** Opening PROVIDED MATERIAL block **
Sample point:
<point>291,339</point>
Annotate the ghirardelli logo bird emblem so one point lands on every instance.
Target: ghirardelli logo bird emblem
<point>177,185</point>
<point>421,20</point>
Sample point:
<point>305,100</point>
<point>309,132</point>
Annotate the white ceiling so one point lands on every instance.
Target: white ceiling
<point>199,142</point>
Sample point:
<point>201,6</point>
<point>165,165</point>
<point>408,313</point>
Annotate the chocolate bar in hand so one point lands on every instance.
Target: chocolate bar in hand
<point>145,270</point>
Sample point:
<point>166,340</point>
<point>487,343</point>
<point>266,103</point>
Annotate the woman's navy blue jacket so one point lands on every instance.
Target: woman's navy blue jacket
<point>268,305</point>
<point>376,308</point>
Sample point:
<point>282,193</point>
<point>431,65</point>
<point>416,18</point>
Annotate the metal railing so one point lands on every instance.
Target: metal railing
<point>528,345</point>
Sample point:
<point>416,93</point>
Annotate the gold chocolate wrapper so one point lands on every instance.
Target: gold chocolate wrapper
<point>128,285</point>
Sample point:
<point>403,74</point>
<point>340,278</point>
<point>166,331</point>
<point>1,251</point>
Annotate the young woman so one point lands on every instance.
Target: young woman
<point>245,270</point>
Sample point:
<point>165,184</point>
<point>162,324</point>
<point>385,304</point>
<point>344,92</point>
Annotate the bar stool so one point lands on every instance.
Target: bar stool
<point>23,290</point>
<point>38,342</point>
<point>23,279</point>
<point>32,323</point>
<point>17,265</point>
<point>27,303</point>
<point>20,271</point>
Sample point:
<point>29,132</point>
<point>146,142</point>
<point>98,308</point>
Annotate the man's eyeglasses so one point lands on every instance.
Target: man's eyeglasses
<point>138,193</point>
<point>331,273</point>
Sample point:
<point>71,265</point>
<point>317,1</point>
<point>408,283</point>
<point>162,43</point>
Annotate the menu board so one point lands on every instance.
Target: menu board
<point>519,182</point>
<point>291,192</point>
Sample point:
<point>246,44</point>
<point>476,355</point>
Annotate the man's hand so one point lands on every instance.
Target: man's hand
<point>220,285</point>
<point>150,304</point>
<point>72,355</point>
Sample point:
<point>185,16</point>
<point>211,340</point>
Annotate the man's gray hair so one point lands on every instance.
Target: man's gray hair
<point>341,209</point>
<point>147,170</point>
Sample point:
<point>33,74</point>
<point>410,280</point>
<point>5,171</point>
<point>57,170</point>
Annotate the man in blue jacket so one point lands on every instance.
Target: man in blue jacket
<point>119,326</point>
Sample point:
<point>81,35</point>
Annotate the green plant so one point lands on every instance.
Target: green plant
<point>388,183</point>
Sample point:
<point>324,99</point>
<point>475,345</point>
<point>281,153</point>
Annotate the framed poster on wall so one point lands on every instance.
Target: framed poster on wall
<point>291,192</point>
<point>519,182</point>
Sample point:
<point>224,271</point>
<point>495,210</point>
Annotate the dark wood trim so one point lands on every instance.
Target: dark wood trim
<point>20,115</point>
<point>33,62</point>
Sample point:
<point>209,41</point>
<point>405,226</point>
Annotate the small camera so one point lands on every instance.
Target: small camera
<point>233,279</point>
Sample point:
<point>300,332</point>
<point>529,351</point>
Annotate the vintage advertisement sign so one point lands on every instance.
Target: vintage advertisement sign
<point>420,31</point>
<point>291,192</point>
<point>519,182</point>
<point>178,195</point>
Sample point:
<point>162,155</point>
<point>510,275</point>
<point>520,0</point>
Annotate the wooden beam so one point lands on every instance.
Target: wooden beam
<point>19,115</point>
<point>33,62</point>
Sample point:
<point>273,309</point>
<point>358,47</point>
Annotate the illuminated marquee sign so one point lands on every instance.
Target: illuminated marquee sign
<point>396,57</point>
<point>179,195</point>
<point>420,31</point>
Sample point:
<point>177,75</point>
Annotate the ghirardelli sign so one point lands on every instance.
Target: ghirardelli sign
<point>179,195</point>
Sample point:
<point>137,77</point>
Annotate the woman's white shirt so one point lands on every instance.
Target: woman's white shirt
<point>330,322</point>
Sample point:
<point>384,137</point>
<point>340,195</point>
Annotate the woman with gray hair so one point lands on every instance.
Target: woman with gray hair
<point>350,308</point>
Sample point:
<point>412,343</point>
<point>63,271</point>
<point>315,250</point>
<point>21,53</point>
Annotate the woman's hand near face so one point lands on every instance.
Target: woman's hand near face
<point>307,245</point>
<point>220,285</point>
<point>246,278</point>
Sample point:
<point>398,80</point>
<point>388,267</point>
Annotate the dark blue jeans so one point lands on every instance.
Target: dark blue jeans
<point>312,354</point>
** Closing PROVIDED MATERIAL block **
TASK PROMPT => From the line containing "Annotate the woman's hand" to the final line of the data above, transcribe every line exactly and nothing more.

TASK RESULT =>
Annotate the woman's hand near face so one point lands on every instance.
Target: woman's hand near face
<point>307,245</point>
<point>220,285</point>
<point>246,278</point>
Sample point:
<point>398,80</point>
<point>388,267</point>
Annotate the dark blue jeans so one point lands on every instance.
Target: dark blue jeans
<point>312,354</point>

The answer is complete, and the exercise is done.